> [Given exercise]: From the data below, pull out each line that contains the word "person".
Start
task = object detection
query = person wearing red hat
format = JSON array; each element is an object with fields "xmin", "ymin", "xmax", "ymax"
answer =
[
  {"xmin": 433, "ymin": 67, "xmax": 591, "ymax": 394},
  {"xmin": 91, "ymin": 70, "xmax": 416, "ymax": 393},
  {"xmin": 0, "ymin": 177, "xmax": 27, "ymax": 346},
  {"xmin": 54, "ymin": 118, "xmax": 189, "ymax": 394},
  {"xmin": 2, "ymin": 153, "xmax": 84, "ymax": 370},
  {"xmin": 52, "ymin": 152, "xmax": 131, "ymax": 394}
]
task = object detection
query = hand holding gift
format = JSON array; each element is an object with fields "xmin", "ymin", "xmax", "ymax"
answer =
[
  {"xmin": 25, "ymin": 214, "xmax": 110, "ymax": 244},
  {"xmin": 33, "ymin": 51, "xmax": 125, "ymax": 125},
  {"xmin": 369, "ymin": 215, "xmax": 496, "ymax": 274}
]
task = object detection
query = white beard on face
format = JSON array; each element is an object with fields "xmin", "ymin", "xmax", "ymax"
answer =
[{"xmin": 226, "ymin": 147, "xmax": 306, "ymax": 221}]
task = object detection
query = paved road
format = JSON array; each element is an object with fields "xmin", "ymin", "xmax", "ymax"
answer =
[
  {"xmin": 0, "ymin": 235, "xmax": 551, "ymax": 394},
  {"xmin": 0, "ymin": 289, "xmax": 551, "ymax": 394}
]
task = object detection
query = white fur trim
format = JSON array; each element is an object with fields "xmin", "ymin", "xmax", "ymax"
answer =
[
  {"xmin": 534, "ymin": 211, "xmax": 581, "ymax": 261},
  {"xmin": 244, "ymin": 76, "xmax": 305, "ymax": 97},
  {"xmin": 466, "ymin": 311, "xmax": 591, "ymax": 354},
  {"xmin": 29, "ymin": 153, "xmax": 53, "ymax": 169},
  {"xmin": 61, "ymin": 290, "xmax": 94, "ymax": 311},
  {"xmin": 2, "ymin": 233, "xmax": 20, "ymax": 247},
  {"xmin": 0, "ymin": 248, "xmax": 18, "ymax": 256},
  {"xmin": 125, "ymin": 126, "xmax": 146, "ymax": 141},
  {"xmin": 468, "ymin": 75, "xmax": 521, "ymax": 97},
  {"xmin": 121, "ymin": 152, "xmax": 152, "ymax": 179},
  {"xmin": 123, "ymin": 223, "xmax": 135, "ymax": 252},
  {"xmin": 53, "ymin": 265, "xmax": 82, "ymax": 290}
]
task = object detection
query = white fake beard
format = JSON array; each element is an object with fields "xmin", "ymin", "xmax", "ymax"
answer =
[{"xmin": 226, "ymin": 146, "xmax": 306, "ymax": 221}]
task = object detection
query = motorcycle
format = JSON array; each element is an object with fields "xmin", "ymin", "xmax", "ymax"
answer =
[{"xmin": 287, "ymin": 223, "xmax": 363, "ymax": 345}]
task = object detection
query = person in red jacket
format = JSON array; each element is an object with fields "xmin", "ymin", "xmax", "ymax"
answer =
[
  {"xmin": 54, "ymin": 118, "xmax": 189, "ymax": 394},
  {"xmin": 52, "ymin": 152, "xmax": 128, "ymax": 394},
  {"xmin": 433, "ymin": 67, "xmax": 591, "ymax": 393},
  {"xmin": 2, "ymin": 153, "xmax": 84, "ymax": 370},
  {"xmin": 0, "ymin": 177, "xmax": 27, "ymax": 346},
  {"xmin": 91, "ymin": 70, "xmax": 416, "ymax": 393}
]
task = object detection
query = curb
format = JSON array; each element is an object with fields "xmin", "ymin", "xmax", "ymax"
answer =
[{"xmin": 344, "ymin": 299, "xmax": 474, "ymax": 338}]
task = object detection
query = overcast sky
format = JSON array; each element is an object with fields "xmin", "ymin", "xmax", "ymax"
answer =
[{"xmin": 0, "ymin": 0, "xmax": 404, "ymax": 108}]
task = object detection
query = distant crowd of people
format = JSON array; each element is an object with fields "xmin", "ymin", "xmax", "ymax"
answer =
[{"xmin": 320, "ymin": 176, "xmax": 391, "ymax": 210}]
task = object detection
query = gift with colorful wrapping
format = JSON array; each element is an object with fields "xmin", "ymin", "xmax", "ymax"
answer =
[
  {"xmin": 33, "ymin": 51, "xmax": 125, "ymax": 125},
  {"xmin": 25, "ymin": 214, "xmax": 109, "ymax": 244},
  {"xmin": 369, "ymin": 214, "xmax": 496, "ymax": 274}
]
End
> [Written reply]:
query = person wearing red hat
query = person in red jacket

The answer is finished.